• [INSTRUÇÕES DO EXERCÍCIO]
No texto apresentado abaixo, qual é o primeiro princípio para progredir na construção de um povo, segundo o trecho citado de Evangelii gaudium?

• [TEXTO APRESENTADO]
------------------------------
Nada mais estulto do que considerar o Papa Francisco («Franciscus», de ora em diante, como o próprio ordenou que fosse posto sobre a campa em que repousam os seus restos mortais) como um Homem de pensamento débil, fácil, quiçá improfundo. A haver algumas destas qualidades, estarão presentes não no próprio, mas nos que o leem.
Exemplo da sua extraordinária profundidade de pensamento é o pedaço de texto sobre que se irá brevemente ponderar, retirado de Evangelii gaudium, § 222: «Existe uma tensão bipolar entre a plenitude e o limite. A plenitude gera a vontade de possuir tudo, e o limite é o muro que nos aparece pela frente. O “tempo”, considerado em sentido amplo, faz referimento à plenitude como expressão do horizonte que se abre diante de nós, e o momento é expressão do limite que se vive num espaço circunscrito. Os cidadãos vivem em tensão entre a conjuntura do momento e a luz do tempo, do horizonte maior, da utopia que nos abre ao futuro como causa final que atrai. Daqui surge um primeiro princípio para progredir na construção de um povo: o tempo é superior ao espaço.» (versão constante da edição Paulus Editora, sem identificação de quem traduziu, pp. 157-158). O texto continua, no § 223, explicitando as consequências de tal princípio. Dedicamo-nos à compreensão do § 222, eventualmente recorrendo ao § 223 sempre que se justifique.
Franciscus começa por trazer a terreiro teológico – intelectual e pastoral – a referência a uma tensão bipolar entre duas categorias fundamentais (literalmente), a «plenitude» e o «limite». Há, assim, quatro termos sobre que tem de se refletir, quer sobre cada um deles quer sobre tais em relação: «tensão», «bipolar», «plenitude» e «limite».
Um dos termos de que mais se tem abusado culturalmente, afogando-o em equivocidade e, assim, em insignificância, é o termo «limite». Dificilmente se encontra expressão mais ignara do que “ultrapassar os limites”, pois precisamente, o limite é isso mesmo que Franciscus põe na afirmação aqui em apreço: metaforicamente, um «muro». Tal muro representa um absoluto incontornável, invencível, que não convém confundir com, por exemplo, «obstáculo», que significa uma dificuldade – maior ou menor –, mas que é passível de ser contornada, escalada, ultrapassada, vencida.
------------------------------
• [DADOS FORNECIDOS]
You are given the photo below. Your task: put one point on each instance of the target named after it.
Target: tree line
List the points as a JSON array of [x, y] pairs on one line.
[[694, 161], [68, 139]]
------------------------------
• [RESULTADO DA TAREFA]
O primeiro princípio é que o tempo é superior ao espaço.